### WORK REQUIRED
Only lines with the string "wind" should be returned from the data below.
+===+
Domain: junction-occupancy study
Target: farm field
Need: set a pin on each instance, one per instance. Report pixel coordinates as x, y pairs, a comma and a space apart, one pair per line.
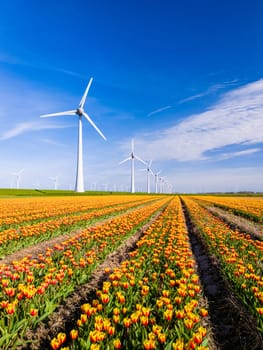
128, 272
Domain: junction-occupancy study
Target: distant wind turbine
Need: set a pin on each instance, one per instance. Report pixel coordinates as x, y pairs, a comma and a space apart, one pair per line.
+===+
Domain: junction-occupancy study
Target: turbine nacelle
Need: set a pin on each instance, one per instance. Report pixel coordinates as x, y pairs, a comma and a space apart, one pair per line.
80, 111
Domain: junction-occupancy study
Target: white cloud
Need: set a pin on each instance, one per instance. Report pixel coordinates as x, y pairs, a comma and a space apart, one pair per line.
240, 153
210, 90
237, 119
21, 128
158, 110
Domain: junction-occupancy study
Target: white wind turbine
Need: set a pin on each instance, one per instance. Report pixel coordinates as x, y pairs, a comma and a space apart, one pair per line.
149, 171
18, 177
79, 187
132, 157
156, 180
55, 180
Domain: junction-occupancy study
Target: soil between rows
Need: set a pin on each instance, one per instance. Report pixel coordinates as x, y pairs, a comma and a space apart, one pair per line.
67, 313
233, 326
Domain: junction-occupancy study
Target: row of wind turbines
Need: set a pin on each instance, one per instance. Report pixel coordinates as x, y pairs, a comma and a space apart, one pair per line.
+===+
### ANSWER SECTION
Target: distant wind turbine
Target: white wind turbine
Target: row of wind turbines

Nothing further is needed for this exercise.